■ Your task
Rewrite the entries below, swapping "all visible instances" for "every visible instance" everywhere it appears and leaving everything else untouched.

■ Dataset records
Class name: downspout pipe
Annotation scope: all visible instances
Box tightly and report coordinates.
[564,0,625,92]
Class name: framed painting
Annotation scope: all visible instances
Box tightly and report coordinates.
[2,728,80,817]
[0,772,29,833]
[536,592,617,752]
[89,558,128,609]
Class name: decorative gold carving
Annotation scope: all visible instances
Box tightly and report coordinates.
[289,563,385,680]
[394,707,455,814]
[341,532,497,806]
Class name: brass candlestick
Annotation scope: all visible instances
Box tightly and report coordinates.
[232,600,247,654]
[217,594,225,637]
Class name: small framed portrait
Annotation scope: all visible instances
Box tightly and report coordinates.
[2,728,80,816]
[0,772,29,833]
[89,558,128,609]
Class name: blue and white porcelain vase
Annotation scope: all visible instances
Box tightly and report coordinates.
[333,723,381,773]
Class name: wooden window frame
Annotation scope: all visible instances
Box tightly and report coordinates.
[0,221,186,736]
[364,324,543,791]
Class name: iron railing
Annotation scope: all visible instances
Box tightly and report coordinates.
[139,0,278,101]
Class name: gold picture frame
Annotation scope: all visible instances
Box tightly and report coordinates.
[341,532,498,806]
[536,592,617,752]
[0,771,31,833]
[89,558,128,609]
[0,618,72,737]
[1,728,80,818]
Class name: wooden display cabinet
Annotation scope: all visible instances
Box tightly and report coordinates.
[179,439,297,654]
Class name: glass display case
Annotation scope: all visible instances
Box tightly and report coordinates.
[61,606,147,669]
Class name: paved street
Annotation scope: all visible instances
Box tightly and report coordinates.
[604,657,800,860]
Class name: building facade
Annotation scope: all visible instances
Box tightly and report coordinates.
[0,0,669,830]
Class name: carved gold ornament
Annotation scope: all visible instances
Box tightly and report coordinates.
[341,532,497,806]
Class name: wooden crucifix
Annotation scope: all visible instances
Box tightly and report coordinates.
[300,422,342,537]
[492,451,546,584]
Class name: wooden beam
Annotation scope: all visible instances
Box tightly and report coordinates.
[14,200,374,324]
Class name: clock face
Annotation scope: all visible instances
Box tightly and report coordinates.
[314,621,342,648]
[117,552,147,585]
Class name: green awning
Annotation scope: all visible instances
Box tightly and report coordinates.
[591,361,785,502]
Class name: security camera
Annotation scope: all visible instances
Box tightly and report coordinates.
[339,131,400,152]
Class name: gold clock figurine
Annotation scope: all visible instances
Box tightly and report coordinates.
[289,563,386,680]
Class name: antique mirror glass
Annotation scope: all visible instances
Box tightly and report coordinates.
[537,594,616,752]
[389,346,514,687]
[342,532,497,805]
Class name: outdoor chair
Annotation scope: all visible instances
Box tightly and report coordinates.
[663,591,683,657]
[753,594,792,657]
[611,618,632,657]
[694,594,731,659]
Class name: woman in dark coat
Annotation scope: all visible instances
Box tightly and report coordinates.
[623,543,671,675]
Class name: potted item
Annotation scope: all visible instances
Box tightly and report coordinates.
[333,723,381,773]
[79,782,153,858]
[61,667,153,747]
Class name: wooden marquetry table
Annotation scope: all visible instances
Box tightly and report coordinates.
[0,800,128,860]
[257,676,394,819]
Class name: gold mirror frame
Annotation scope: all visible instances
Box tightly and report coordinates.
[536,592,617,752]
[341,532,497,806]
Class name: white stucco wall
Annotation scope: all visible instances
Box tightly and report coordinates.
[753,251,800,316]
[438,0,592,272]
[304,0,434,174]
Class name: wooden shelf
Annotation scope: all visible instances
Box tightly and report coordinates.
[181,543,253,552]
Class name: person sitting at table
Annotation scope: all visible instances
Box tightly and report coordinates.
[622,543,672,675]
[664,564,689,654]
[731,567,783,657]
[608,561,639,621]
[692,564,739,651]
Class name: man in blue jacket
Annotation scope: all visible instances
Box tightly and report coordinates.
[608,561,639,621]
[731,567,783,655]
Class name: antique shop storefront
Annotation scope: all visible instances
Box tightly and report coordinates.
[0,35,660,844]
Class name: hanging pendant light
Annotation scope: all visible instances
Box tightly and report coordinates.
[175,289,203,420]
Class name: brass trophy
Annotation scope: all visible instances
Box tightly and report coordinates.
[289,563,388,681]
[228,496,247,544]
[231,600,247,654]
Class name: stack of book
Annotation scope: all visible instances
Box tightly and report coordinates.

■ Completed exercise
Class name: downspout pipe
Annotation scope: every visible instance
Box tightly and report coordinates.
[564,0,625,92]
Class name: framed painting
Annotation scope: every visible instance
Box tightly and report coordinates.
[2,728,80,817]
[0,772,29,833]
[536,592,617,752]
[89,558,128,609]
Class name: decorative gold carving
Annotation scope: every visible instance
Box tightly and report coordinates.
[289,563,385,680]
[394,707,455,814]
[341,532,497,806]
Class name: brass candlestick
Annotation scope: every visible instance
Box tightly and report coordinates.
[232,600,247,654]
[217,594,225,637]
Class name: small framed portrait
Annotation scope: every visible instance
Box tightly and report coordinates.
[2,728,80,816]
[0,772,29,833]
[89,558,128,609]
Class name: blue and white porcelain vase
Annotation scope: every visible instance
Box tightly and report coordinates.
[333,723,381,773]
Class name: wooden window frame
Annotation scope: every visible instance
Box tightly and report coordinates.
[0,221,186,736]
[364,324,543,791]
Class name: iron railing
Annotation scope: every visible instance
Box tightly and report coordinates.
[139,0,278,101]
Class name: gold picture frame
Annotation scope: every visible instance
Box tightly and report coordinates.
[341,532,498,806]
[536,592,617,752]
[0,771,31,833]
[89,558,128,609]
[0,618,72,737]
[1,728,80,818]
Class name: wooden display cabinet
Annotation scope: every visible instance
Box tightly and report coordinates.
[179,439,297,654]
Class name: glass display case
Annotation scope: every visible instance
Box tightly and report coordinates.
[61,606,147,669]
Class name: paved street
Annotation scope: every visible instance
Box tightly and report coordinates.
[604,657,800,860]
Class name: building facade
Annotation scope: every visible instance
Box tightly and report coordinates.
[0,0,669,830]
Class name: carved gold ornament
Annotation scope: every visible instance
Box tightly and report coordinates.
[341,532,497,806]
Class name: wooden crucifix
Annotation scope: every visible instance
Box tightly and report coordinates.
[300,422,342,537]
[492,451,546,584]
Class name: wooden beam
Annotation scope: every visible instance
Box tightly and report coordinates.
[14,200,374,324]
Class name: clock face
Annotation scope: every visible instance
Box tightly and report coordinates.
[314,621,342,648]
[117,552,147,585]
Class name: green awning
Annotation scope: every visible instance
Box tightly and report coordinates.
[591,361,785,502]
Class name: security camera
Annotation scope: every visible instance
Box tightly and report coordinates.
[339,131,400,152]
Class name: gold clock figurine
Annotation scope: every visible instance
Box tightly and report coordinates.
[289,563,386,680]
Class name: antique mirror glass
Annotation scope: every visible instance
Box tightly and report coordinates.
[537,594,616,752]
[389,346,514,687]
[342,532,497,805]
Class name: outdoor chair
Annotation scope: every visible instance
Box tightly and report coordinates.
[663,591,683,657]
[753,594,792,657]
[611,618,632,657]
[694,594,731,659]
Class name: woman in dark coat
Annotation scope: every visible instance
Box tightly and report coordinates.
[623,543,671,675]
Class name: potted item
Annotation scope: every visible instance
Box tightly and report coordinates.
[333,723,381,773]
[79,782,153,858]
[61,667,153,747]
Class name: wooden marquetry table
Annotation scope: every visible instance
Box tightly and report coordinates.
[0,800,128,860]
[257,676,394,819]
Class name: gold mirror frame
Annotation scope: every visible instance
Box tightly and report coordinates.
[536,592,617,752]
[341,532,497,806]
Class name: white stucco wall
Annotation scope: every visible instance
Box tightly and report coordinates.
[753,251,800,316]
[438,0,592,272]
[304,0,434,174]
Class name: wooden shelf
Annotation scope: every visible instance
Box tightly and report coordinates.
[181,543,253,552]
Class name: person sitting at table
Annotation scope: every visible instance
Box tightly and report coordinates.
[622,543,672,675]
[664,564,689,654]
[731,567,783,657]
[608,561,639,621]
[692,564,739,651]
Class name: man in blue jacket
Annotation scope: every visible instance
Box tightly and report coordinates.
[608,561,639,621]
[731,567,783,655]
Class name: antique shop storefront
Annotation scope: every visible instance
Box tightly and report coordinates.
[0,35,660,844]
Class name: hanging pendant light
Annotation scope: every visible instance
Box tightly and report coordinates.
[175,289,203,420]
Class name: brass trophy
Annotation scope: every visible instance
Box tightly and report coordinates.
[289,563,388,681]
[228,496,247,544]
[231,600,247,654]
Class name: stack of book
Annotation scope: every visible instance
Box tightly and report coordinates.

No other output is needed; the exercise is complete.